Object position labeling lines
------------------------------------------------

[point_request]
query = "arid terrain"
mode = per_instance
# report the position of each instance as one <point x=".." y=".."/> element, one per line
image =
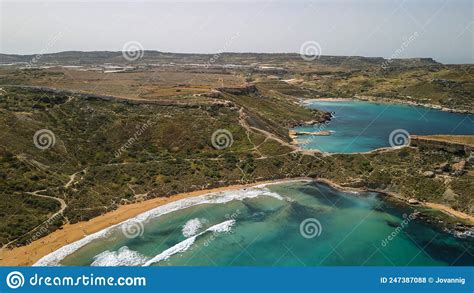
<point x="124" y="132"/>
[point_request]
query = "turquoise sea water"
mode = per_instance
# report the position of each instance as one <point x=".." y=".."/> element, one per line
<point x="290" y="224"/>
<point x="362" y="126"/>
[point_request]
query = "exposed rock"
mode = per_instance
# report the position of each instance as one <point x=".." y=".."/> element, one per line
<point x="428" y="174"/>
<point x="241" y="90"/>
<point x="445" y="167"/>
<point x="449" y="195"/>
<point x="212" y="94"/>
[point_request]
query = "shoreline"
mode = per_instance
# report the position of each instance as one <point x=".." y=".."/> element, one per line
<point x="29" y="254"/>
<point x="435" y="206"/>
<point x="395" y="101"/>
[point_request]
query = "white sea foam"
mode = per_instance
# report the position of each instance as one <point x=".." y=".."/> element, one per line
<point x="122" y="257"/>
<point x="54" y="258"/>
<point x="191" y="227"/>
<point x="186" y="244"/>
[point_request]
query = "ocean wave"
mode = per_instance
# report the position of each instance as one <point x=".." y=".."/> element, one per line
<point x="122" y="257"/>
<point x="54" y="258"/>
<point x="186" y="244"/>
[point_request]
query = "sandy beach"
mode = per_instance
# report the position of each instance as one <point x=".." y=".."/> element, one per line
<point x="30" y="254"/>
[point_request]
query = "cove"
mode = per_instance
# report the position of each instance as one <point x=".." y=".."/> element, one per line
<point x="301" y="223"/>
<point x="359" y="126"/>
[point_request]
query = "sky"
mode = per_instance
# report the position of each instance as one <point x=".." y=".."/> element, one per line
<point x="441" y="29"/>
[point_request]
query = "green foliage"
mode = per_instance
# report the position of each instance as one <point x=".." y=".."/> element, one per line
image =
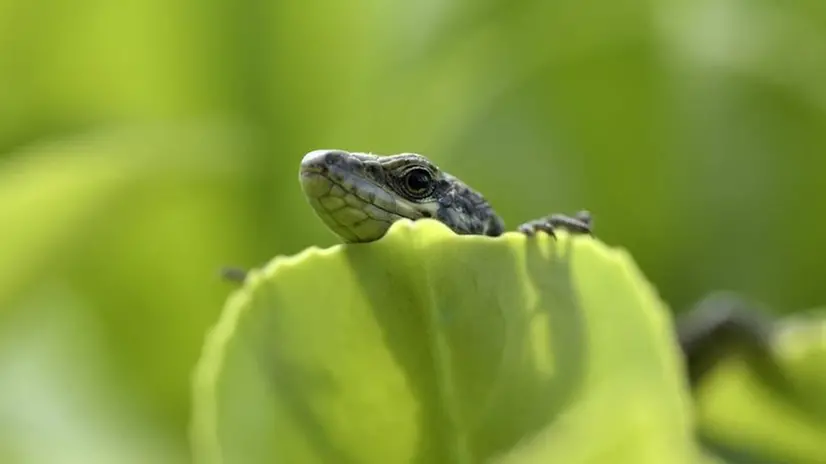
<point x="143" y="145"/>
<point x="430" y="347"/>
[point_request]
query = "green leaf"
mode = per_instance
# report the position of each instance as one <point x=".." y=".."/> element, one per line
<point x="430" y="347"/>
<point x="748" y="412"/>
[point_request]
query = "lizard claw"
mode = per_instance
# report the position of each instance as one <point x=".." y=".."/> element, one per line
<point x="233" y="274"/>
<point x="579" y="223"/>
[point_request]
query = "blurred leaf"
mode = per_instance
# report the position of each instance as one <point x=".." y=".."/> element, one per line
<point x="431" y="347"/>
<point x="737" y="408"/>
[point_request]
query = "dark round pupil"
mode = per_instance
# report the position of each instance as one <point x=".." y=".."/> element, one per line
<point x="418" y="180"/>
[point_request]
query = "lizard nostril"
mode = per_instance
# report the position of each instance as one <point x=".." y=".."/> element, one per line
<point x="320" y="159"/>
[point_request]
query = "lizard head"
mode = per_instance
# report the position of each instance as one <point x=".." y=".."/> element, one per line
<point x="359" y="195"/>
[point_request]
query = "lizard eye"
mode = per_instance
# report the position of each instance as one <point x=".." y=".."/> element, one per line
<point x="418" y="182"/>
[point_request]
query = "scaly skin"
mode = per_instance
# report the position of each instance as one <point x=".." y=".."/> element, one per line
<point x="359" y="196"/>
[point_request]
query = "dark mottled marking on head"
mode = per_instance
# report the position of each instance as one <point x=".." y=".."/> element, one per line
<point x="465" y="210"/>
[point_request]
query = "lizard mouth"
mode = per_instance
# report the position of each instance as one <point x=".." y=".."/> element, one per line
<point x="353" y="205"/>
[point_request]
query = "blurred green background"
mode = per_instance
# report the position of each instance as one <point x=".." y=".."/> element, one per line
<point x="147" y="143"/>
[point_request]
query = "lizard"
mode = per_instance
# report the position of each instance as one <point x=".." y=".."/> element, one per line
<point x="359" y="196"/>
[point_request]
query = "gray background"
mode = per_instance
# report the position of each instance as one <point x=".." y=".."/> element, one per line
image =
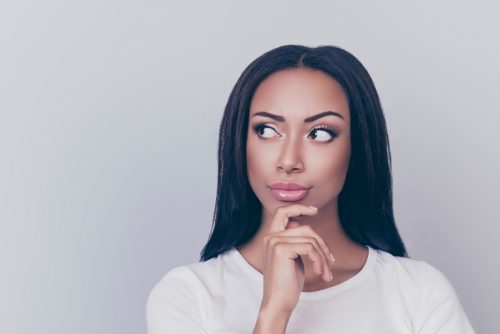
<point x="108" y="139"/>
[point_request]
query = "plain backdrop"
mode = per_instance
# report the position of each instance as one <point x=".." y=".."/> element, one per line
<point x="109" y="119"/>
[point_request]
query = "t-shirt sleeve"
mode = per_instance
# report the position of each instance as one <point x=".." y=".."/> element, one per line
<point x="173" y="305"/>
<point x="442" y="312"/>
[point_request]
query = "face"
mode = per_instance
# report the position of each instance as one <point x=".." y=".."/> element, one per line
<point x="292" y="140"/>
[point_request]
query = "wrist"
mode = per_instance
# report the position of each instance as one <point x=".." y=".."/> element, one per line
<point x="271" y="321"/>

------------------------------------------------

Required work: Gather every line above that contains the word "dark", treating uppercase and lowercase as different.

Exercise result:
query = "dark round pupil"
query = "dark mottled marking on head"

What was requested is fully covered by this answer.